EXERCISE REQUIREMENTS ▸
(a) Answer these questions from the retention guide on quality certificates, one answer per line:
(i) What minimum retention period do ASME pressure vessel records require in most jurisdictions?
(ii) What does ISO 9001 require organizations to do about retention periods?
(iii) What does the guide call the most commonly underdefined aspect of quality document management?
(b) Rewrite the paragraph of the retention guide on quality certificates that begins "Document retention rules for quality certificates vary" as a short bulleted list that keeps its main facts.
(c) Carry on writing the retention guide on quality certificates from the point where it stops.

Guides·9 min read

Document Retention Rules for Quality Certificates: What to Keep and for How Long

Quick Answer

Quick Answer

Document retention rules for quality certificates vary by standard, jurisdiction, and application. ASME pressure vessel records require a minimum of 25 years in most jurisdictions. ISO 9001 requires organizations to define periods appropriate to their context. FDA-regulated applications require retention for the life of the product plus a regulatory period. Define your policy by product category and document it.

Retention policy is the most commonly underdefined aspect of quality document management. Organizations implement good receiving inspection and certificate verification processes — then have no documented rule for how long those records must be kept, and no enforcement mechanism to prevent accidental deletion.

The consequence is discovered years later, when a customer requests historical certification for equipment still in service, or when a regulator asks for records from a production run that occurred a decade ago.

This guide consolidates retention requirements across the major standards and frameworks relevant to metals and fabrication quality certificates.

SOURCE DATA ▸

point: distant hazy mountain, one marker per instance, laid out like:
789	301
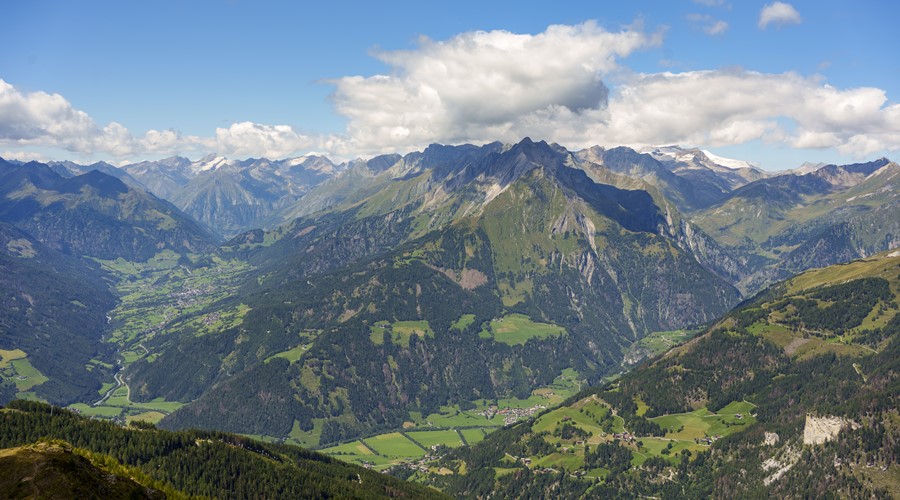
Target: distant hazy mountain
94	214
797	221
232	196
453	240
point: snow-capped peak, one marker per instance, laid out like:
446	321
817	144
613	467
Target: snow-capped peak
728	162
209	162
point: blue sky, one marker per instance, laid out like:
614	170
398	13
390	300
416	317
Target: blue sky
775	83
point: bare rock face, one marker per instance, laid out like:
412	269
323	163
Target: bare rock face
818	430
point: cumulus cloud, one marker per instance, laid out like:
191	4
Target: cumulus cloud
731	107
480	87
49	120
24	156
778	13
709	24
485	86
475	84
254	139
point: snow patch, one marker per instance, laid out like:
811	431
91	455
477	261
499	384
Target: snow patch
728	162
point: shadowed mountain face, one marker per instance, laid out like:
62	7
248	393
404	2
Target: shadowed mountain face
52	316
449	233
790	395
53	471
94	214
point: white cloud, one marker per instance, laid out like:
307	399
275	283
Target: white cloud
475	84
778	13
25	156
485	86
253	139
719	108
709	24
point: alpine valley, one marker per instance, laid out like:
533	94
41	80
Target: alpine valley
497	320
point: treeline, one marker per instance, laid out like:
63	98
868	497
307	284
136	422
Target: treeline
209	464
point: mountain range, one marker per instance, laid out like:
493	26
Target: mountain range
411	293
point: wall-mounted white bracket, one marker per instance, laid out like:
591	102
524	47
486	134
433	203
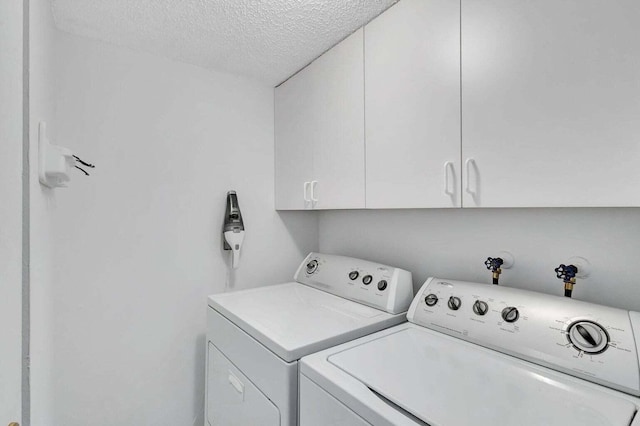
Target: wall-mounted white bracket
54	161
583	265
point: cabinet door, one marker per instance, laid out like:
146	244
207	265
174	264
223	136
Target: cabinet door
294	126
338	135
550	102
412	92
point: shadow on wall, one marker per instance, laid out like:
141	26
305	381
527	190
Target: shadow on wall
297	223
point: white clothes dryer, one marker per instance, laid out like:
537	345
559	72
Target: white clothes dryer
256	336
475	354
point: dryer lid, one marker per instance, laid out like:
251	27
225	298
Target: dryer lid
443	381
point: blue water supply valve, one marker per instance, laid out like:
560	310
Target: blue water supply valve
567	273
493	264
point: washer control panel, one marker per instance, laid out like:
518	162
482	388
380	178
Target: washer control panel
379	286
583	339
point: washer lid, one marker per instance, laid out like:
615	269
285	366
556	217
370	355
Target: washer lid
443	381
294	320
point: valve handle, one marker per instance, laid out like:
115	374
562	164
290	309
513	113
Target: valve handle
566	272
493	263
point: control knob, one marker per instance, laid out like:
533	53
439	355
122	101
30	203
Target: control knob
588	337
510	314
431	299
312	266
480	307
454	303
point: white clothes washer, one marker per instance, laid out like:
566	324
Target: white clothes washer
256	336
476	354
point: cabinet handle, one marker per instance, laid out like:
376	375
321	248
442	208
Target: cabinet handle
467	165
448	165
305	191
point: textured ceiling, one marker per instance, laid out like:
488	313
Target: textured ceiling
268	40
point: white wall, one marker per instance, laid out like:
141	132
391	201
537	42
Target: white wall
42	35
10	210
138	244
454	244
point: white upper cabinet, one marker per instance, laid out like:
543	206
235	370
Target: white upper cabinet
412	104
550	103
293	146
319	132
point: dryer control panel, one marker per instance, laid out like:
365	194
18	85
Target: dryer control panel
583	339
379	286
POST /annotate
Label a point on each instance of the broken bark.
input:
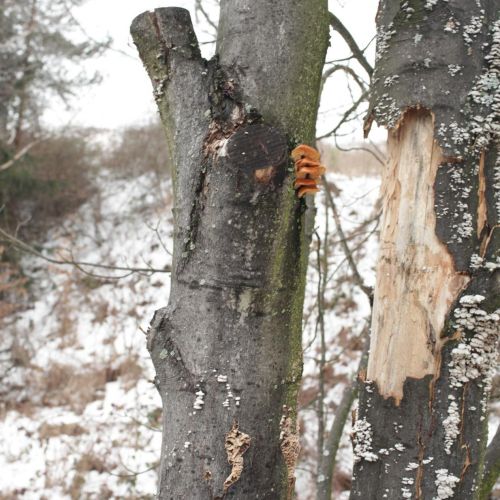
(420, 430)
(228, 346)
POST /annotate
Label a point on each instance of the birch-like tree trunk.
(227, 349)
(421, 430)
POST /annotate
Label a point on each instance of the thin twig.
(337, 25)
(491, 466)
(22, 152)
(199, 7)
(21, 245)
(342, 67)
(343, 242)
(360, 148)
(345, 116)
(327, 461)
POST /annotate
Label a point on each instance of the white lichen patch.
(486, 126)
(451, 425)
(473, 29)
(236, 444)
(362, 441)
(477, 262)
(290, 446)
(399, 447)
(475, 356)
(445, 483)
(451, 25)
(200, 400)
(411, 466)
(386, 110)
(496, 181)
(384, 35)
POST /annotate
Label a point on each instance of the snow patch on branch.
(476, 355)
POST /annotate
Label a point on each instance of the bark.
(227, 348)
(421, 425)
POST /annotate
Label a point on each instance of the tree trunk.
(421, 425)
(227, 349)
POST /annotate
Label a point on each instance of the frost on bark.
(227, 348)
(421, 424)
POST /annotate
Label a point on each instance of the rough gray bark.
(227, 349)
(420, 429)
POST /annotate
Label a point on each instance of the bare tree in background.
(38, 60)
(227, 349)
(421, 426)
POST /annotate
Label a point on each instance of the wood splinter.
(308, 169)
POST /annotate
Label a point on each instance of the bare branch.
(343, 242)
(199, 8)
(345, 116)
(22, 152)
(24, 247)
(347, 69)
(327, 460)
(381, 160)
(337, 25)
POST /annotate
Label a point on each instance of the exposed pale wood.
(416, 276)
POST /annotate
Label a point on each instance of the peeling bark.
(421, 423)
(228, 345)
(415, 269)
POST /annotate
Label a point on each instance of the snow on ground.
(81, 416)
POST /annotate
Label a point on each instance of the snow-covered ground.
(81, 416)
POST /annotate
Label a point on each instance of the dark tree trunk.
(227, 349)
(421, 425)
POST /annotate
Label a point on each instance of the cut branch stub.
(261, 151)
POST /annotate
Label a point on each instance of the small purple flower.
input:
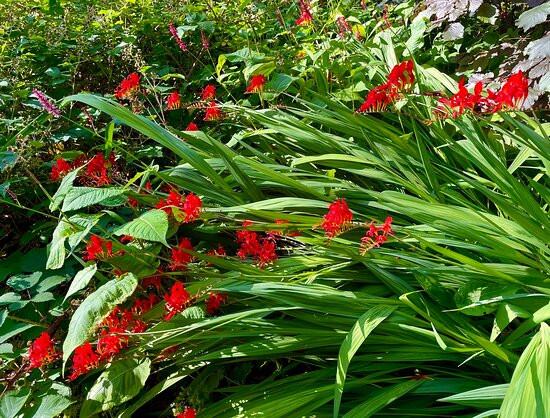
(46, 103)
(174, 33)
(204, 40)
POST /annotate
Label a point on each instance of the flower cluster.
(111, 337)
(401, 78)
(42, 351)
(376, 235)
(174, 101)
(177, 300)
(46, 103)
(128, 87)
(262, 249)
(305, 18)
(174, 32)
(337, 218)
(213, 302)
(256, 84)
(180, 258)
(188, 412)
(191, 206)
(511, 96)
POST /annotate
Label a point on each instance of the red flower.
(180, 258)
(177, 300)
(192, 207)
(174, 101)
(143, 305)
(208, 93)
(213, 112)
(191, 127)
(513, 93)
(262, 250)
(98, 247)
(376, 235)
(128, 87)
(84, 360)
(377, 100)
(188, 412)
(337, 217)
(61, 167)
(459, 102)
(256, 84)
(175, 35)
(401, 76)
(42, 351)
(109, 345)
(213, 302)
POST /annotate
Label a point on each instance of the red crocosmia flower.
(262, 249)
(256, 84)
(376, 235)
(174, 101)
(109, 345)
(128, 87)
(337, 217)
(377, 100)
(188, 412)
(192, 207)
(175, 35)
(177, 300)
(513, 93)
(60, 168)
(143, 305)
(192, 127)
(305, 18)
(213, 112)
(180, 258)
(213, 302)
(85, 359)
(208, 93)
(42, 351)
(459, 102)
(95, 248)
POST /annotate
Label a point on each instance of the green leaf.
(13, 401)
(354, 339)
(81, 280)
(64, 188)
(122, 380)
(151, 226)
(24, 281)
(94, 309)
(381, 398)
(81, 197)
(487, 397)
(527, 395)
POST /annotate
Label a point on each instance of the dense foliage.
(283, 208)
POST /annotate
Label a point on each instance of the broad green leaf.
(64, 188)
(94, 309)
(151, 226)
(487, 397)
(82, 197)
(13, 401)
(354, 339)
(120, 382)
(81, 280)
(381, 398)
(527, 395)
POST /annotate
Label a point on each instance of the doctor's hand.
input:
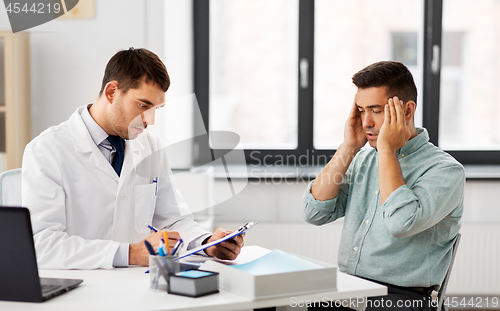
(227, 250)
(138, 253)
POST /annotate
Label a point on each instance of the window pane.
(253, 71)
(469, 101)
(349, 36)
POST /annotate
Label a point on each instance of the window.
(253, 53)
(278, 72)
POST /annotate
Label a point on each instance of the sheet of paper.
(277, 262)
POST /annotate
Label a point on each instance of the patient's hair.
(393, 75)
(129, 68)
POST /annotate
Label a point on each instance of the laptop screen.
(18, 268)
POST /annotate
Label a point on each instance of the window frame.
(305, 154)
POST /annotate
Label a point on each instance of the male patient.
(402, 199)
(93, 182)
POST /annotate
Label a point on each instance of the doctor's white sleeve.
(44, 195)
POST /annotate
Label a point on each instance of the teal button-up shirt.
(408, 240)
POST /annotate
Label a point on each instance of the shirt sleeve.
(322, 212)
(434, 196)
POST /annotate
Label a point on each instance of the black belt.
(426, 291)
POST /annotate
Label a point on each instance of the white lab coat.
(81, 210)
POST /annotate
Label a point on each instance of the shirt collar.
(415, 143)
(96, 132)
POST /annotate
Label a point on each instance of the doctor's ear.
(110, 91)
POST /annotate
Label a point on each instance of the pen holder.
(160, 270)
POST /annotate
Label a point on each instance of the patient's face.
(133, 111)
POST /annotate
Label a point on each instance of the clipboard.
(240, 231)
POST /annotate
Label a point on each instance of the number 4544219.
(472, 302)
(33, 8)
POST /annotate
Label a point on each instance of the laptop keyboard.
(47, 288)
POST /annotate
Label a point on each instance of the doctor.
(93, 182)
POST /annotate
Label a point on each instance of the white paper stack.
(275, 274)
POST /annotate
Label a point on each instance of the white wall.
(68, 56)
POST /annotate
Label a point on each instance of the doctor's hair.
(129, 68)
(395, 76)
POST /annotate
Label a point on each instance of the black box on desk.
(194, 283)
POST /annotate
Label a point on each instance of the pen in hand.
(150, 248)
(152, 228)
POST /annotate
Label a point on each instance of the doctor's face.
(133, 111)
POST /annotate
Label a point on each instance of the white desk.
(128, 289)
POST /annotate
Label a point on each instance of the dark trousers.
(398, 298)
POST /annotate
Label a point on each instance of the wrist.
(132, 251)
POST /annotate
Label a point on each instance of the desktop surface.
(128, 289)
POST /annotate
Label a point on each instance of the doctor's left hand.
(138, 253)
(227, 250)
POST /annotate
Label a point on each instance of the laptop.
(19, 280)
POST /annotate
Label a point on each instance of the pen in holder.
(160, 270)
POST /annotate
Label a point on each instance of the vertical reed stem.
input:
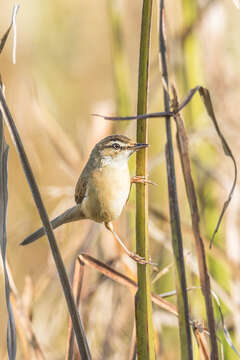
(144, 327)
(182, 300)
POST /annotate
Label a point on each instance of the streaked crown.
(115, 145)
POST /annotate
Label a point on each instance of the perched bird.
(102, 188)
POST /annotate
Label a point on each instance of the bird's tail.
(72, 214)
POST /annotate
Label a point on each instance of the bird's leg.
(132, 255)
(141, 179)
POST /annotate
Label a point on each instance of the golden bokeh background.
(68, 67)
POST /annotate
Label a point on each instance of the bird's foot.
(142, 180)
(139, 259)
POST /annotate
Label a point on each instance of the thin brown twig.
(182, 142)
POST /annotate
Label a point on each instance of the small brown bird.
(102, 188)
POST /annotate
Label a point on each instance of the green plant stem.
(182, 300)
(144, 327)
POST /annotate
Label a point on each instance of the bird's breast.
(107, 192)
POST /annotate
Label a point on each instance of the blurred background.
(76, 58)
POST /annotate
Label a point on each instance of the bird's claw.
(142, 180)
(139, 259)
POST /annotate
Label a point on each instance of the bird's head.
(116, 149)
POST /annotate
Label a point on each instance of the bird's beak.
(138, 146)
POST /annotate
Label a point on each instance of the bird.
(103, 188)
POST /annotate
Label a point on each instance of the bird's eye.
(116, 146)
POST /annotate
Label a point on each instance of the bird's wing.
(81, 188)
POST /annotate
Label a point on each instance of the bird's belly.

ANSWERS TO THE PROBLEMS ▸
(a)
(i) A minimum of 25 years.
(ii) Define periods appropriate to their context.
(iii) Retention policy.

(b)
- Retention rules for quality certificates vary by standard, jurisdiction, and application.
- ASME pressure vessel records: at least 25 years in most jurisdictions.
- ISO 9001: organizations define periods appropriate to their context.
- FDA-regulated applications: the life of the product plus a regulatory period.
- Set and document a policy for each product category.

(c)
Why Retention Policy Must Be Explicit and Documented

The absence of a documented retention policy creates two types of risk:

Under-retention risk: Records are deleted or lost before the required period expires. Under audit or during a warranty claim, you cannot produce records that should have been preserved. This is a quality system non-conformance and may have legal and financial consequences.

Over-retention risk: Records are kept indefinitely, with no disposal process. This creates storage costs, data management complexity, and in some regulated environments (privacy regulations, GDPR), retaining personal data beyond the required period is itself non-compliant.

A documented retention policy, implemented in your records management system, resolves both risks by defining the required period by record type and enforcing consistent archival and disposal decisions.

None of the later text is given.